GIVEN PROBLEM → Please copy the lines below word for word, keeping every character, tab, and line break unchanged.

SOURCE MATERIAL →
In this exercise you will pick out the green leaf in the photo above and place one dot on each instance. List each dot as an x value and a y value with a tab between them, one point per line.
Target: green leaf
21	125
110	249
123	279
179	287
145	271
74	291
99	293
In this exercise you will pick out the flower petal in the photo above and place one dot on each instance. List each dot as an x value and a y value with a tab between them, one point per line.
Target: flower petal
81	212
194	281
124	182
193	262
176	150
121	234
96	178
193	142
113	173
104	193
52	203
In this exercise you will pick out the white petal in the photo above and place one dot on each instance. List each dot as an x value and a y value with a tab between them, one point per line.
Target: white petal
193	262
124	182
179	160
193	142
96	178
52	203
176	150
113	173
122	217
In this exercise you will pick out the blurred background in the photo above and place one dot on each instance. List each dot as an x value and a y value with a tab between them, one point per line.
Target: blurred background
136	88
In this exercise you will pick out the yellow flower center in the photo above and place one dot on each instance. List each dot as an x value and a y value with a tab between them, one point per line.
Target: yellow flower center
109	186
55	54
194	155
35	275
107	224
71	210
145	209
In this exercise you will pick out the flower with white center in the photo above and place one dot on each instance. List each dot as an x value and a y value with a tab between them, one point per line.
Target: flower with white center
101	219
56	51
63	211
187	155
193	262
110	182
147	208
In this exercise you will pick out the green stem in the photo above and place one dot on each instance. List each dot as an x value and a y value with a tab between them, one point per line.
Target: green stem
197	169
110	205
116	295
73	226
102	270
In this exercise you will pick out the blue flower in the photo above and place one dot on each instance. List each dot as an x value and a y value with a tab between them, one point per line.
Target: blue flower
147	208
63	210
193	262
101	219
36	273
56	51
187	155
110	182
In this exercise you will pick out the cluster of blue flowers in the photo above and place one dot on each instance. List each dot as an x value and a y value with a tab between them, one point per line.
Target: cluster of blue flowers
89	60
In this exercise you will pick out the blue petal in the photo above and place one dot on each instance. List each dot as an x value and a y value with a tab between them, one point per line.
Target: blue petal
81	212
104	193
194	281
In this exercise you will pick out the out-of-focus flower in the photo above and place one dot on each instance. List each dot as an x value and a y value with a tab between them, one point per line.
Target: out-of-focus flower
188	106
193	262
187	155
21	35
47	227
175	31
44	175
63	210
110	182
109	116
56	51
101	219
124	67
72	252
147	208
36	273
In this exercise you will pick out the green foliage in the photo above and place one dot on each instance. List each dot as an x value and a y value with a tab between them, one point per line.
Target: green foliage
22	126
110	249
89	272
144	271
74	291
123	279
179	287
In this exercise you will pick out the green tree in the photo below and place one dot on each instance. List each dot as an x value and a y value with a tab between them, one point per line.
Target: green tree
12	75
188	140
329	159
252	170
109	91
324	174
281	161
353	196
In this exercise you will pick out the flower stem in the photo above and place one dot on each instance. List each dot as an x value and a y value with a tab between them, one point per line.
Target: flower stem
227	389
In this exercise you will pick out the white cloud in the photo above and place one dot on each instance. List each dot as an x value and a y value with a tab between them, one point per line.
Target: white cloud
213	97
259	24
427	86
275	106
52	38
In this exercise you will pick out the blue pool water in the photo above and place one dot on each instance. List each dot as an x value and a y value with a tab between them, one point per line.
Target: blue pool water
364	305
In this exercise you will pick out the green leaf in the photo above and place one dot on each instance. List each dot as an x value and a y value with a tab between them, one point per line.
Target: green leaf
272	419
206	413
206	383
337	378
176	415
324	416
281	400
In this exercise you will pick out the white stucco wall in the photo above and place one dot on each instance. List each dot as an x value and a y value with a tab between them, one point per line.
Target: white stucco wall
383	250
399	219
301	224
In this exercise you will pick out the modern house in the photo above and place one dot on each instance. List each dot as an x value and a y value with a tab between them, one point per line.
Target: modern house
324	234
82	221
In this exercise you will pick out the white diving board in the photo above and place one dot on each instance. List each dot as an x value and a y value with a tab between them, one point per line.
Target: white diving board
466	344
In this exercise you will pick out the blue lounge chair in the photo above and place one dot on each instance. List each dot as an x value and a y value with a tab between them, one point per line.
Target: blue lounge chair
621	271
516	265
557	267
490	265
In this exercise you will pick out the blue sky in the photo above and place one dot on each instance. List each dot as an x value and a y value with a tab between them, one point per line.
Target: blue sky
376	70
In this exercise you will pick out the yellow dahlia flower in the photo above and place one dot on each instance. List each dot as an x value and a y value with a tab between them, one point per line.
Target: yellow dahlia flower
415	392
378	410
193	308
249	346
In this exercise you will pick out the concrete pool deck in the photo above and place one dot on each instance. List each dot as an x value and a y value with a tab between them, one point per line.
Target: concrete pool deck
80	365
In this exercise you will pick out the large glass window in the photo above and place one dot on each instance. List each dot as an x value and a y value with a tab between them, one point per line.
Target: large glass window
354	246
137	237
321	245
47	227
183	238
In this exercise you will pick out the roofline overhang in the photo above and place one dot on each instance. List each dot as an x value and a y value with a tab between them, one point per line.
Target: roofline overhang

WRITTEN ANSWER →
In this exercise you will pick out the green leaf in the photo above and place one dot on each instance. List each dot as an x value and a y value with a tab between them, one point per line.
Target: green leaf
21	125
110	249
123	279
179	287
145	271
74	291
99	293
In this exercise you will pick out the flower petal in the photo above and place one dot on each instance. List each dot as an x value and a y value with a tab between them, one point per line.
Target: flower petal
81	212
194	281
124	182
193	262
176	150
121	234
96	178
193	142
113	173
104	193
52	203
In this exercise you will pick out the white petal in the photo above and place one dot on each instance. List each dot as an x value and a y value with a tab between them, one point per line.
Target: white petal
193	262
124	182
179	160
193	142
96	178
52	203
176	150
113	173
122	217
In this exercise you will pick out the blurred background in the photo above and place one dot on each instance. List each dot as an x value and a y value with a tab between them, one point per line.
Target: blurred background
136	88
In this exercise you will pick out the yellow flower center in the photo above and place one dot on each instance. List each dot as an x value and a y value with a tab between them, one point per line.
Target: yellow flower center
109	186
55	54
194	155
35	275
107	224
71	210
145	209
In this exercise you will pick out the flower with white center in the photo above and place one dot on each instance. List each dot as an x value and a y value with a tab between them, one point per line.
Target: flower with white center
101	219
56	51
63	211
187	155
193	262
110	182
147	208
In this exercise you will pick out the green stem in the photo above and place one dot on each instance. List each dot as an x value and a y value with a tab between them, one point per line.
Target: green stem
197	169
110	205
116	295
73	226
102	270
In this exercise you will pick out the blue flower in the photo above and place one dot on each instance. List each dot as an x value and a y value with a tab between them, one point per line.
Target: blue flower
147	208
63	210
193	262
101	219
36	273
56	51
187	155
110	182
In this exercise you will pick out the cluster of blue flowers in the photo above and place one dot on each instance. List each dot as an x value and a y value with a tab between them, one point per line.
Target: cluster of blue flowers
89	60
In this exercise you will pick out the blue petal in the photo above and place one dot on each instance. List each dot as an x value and a y value with a tab between them, one point per line.
Target: blue petal
81	212
104	193
194	281
In this exercise you will pick out the out-of-focus flower in the photo above and place one dot on each instance. List each dot as an x value and a y value with a tab between them, one point per line.
Target: out-of-focus flower
188	106
193	262
187	155
21	35
47	227
175	31
44	175
63	210
110	182
109	116
56	51
101	219
124	67
72	252
147	208
36	273
In this exercise you will pick out the green foliage in the photo above and place one dot on each instance. List each dot as an x value and a y value with a tab between them, one point per line.
Target: green foliage
22	126
110	249
89	272
144	271
74	291
123	279
179	287
In this exercise you will pick out the green tree in the photo below and place one dot on each instance. List each dot as an x value and a y value with a tab between them, one point per line.
Target: green tree
12	75
188	140
329	159
252	170
109	91
324	174
281	161
353	196
In this exercise you will pick out the flower stem in the photo above and place one dot on each instance. List each dot as an x value and a y value with a tab between them, one point per line.
Target: flower stem
227	389
In this exercise you will pick out the white cloud in the photo above and place one dot on each instance. List each dot as an x value and a y value with a tab between them, one point per line.
Target: white cloud
213	97
259	24
427	86
275	106
52	38
In this exercise you will pick out the blue pool water in the photo above and place one dot on each instance. List each dot as an x value and a y value with a tab between them, one point per line.
Target: blue pool water
364	305
In this exercise you will pick out the green leaf in the photo above and place one dot on each instance. List each dot as an x value and a y value with a tab between them, one point per line.
Target: green leaf
272	419
206	413
206	383
337	378
176	415
324	416
281	400
In this exercise you will pick out the white stucco wall in the photo above and place one dot on each instance. List each dot as an x value and a y value with a tab between them, one point per line.
Target: white stucco wall
383	250
399	219
301	224
In this exercise you will pick out the modern house in the photo above and place one dot on each instance. List each dot as an x value and a y value with a tab between them, one point per line.
Target: modern house
324	234
82	221
In this exercise you will pick out the white diving board in the photo above and place one dot on each instance. List each dot as an x value and a y value with a tab between them, one point per line.
Target: white diving board
466	344
In this exercise you will pick out the blue lounge chair in the photo above and place one dot on each instance. List each dot as an x value and a y value with a tab between them, one point per line.
Target: blue lounge chair
621	271
516	265
557	267
490	265
In this exercise you will pick out the blue sky in the photo above and place one dot on each instance. List each dot as an x value and a y value with a tab between them, one point per line.
Target: blue sky
376	70
In this exercise you will pick out the yellow dahlia flower in the photo above and place one dot on each instance. List each dot as an x value and a y value with a tab between them, one point per line.
Target: yellow dahlia flower
415	392
378	410
193	308
249	346
In this exercise you will pick out the concrete pool deck in the photo above and place one dot on each instance. List each dot as an x value and a y value with a tab between them, one point per line.
Target: concrete pool deck
80	365
In this exercise you will pick out the large glass window in the photo above and place one dot on each instance. List each dot as an x value and a y value with a tab between them, one point per line.
Target: large glass window
354	246
137	237
321	245
47	227
183	238
In this exercise you will pick out the roofline overhang in the photo above and place one dot on each instance. List each dot as an x value and a y value with a tab between them, one point per line.
Target: roofline overhang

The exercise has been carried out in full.